E4orf6 proteins of human adenoviruses form Cullin-based E3 ubiquitin ligase complexes that degrade cellular proteins, which impedes efficient viral replication. These complexes also include the viral E1B55K product, which is believed to recruit most substrates for ubiquitination. Heterogeneity in the composition of these ligases exists, as serotypes representing some species form Cul5-based complexes (species B2, C, D, and E), whereas others utilize Cul2 (species A and F). Adenovirus type 16 (Ad16; species B1) binds significant levels of both. In this report, we show that the Cul2 binding sequence in E4orf6 of Ad12 (species A) and Ad40 (species F) resembles the cellular consensus Cul2 box. Mutation within this Cul2 box prevents binding not only of Cul2 but also in some cases Elongin C and reduces the ability to degrade target proteins, such as Mre11 and p53. A comparable Cul2 box is not present in E4orf6 of Ad5 and other serotypes that bind Cul5; however, creation of this Cul2 box sequence in Ad5 E4orf6 promoted binding to Cul2 and Cul2-dependent degradation of Mre11. E4orf6 of Ad16 also binds Cul2; however, unlike Ad40, it does not contain an Ad12-like Cul2 box, suggesting that Ad16 binds Cul2 in a unique but perhaps nonfunctional manner, as only Cul5 binding complexes appeared able to degrade Mre11. Our extensive analyses have thus far failed to identify a consensus Cul5 binding sequence, suggesting that association occurs via a novel and perhaps complex pattern of protein-protein interactions. Nevertheless, the identification of the Cul2 box may allow prediction of Cullin specificity for all E4orf6-containing Adenoviridae.
IMPORTANCE The work described in this paper is a continuation of our in-depth studies on the Cullin-based E3 ligase complexes formed by the viral E4orf6 and E1B55K proteins of all human adenoviruses. This complex induces the degradation of a growing series of cellular proteins that impede efficient viral replication. Some human adenovirus species utilize Cul5, whereas others bind Cul2. In this paper, we are the first to identify the E4orf6 Cul2 binding site, which conforms in sequence to a classic cellular Cul2 box. Ours is the first detailed biochemical and genetic analysis of a Cul2-based adenovirus ligase and provides insights into both the cooperative interactions in forming Cullin-based ligases as well as the universality of formation of all adenovirus ligase complexes. Our work now permits future analysis of the evolutionary significance of the ligase complex, work that is currently in progress in our lab.

**EXERCISE DESCRIPTION:**
Answer these questions from the passage on adenovirus E4orf6 ligases:
(a) Which adenovirus species use Cul2 in their ligase complexes?
(b) Which two target proteins are named as less efficiently degraded after mutation within the Cul2 box?
(c) What binding site do the authors say they are the first to identify?

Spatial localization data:
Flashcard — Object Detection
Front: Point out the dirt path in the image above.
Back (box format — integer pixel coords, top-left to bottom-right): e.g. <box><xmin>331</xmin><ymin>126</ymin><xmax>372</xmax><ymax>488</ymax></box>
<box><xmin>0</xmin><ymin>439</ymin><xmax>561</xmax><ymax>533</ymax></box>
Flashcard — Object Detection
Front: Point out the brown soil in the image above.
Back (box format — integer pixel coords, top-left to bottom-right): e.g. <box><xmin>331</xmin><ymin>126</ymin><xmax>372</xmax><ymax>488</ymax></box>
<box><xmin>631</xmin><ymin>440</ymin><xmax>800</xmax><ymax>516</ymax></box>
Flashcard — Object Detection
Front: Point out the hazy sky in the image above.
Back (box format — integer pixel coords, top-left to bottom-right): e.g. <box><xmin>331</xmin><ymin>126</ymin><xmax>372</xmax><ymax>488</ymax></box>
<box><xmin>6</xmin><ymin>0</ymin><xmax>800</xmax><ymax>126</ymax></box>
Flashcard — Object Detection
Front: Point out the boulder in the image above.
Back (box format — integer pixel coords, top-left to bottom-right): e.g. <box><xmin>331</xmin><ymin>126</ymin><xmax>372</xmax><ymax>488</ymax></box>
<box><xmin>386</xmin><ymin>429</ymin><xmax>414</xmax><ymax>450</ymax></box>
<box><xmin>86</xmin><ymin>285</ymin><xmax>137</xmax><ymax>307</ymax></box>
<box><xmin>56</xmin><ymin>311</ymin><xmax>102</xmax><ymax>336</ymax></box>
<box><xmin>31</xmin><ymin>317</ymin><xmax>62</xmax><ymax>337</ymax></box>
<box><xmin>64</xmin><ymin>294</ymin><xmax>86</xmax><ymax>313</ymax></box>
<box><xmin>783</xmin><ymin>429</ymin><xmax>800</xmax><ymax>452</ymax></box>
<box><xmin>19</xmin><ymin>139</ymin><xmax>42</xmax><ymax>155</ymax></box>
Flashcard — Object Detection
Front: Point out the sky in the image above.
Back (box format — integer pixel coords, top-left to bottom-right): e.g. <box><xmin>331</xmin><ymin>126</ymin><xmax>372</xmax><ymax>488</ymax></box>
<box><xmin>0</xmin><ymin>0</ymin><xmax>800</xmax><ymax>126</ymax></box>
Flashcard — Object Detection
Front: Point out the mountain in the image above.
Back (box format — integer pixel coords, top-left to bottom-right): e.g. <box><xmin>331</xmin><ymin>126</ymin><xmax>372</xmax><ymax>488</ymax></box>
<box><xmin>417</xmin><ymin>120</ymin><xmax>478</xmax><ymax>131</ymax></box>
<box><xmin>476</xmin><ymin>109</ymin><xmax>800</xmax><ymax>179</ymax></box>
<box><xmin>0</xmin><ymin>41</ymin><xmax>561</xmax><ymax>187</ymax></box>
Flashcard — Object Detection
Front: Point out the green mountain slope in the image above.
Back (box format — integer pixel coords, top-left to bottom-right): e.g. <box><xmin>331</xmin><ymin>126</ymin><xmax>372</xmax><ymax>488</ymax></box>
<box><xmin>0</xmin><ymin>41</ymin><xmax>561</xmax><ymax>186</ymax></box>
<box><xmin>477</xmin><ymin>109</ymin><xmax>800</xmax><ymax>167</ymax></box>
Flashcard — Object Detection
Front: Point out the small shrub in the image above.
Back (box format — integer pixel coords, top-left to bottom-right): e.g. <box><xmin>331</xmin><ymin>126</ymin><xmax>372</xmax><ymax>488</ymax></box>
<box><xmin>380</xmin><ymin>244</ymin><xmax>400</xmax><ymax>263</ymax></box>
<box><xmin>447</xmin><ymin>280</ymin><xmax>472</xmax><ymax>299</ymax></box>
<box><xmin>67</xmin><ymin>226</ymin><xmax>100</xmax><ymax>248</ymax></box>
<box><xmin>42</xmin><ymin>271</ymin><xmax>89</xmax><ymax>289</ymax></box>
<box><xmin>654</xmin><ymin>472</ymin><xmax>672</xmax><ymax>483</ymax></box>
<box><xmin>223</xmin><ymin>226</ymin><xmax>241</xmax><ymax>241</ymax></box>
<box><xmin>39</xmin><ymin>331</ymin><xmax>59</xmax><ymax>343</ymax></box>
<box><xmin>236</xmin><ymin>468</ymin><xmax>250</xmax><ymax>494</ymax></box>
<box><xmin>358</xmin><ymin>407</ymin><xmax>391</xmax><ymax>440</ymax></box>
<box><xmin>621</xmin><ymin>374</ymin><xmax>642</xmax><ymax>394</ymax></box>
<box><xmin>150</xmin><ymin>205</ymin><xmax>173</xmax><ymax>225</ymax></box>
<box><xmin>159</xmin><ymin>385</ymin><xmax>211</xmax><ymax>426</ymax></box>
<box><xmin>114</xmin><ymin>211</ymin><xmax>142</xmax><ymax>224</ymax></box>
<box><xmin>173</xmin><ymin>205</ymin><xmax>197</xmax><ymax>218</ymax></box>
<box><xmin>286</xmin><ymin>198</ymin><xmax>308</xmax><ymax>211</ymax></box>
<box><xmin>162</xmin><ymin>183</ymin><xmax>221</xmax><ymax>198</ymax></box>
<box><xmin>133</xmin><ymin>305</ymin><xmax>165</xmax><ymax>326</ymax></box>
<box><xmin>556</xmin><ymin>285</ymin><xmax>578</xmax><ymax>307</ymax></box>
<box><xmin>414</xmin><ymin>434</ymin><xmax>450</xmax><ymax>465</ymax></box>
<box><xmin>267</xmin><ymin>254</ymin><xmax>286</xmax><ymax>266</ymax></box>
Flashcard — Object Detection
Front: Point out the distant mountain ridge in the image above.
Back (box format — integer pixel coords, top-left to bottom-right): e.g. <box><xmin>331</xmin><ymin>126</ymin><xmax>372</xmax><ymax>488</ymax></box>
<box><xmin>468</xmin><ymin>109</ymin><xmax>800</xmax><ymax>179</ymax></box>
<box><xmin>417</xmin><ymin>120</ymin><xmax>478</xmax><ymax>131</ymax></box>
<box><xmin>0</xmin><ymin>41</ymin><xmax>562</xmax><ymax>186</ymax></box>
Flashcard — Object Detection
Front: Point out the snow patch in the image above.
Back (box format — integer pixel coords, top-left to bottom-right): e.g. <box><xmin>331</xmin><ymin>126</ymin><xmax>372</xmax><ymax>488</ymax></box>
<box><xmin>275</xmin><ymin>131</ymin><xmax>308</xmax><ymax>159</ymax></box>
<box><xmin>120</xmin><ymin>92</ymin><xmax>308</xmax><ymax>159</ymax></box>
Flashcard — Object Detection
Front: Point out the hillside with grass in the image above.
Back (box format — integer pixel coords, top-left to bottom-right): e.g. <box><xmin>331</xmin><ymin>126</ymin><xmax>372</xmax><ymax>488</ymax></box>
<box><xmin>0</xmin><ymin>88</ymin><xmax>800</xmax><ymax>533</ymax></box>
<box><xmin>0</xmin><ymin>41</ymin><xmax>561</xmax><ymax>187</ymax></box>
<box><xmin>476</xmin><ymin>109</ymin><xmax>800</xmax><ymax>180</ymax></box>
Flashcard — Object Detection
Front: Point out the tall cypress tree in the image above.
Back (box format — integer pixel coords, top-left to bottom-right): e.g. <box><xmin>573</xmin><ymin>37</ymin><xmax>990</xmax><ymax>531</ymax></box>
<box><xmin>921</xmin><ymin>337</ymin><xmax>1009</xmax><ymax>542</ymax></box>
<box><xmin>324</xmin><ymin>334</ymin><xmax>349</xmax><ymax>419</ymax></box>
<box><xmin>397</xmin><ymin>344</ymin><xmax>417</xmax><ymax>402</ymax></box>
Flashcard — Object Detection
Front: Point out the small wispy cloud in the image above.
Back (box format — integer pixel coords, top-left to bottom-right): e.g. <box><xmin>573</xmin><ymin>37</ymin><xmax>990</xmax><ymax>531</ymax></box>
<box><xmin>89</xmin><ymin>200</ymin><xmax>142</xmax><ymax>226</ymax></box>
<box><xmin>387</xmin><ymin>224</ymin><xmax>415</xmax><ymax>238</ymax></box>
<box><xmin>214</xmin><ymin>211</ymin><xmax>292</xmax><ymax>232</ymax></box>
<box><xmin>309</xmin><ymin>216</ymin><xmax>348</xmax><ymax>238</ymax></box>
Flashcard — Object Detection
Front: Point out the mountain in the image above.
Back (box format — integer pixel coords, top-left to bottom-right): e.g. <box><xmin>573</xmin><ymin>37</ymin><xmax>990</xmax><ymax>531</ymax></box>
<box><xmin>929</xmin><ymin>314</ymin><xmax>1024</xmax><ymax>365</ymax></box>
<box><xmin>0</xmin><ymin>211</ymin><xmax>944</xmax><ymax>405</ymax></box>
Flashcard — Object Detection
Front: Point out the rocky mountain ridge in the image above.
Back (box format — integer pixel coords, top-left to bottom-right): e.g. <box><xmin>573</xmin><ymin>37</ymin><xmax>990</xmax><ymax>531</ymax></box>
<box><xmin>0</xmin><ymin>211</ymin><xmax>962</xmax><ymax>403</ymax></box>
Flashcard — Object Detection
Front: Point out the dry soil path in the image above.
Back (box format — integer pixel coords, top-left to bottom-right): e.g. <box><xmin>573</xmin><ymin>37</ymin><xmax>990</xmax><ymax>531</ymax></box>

**RESPONSE BOX:**
(a) Species A and F
(b) Mre11 and p53
(c) The E4orf6 Cul2 binding site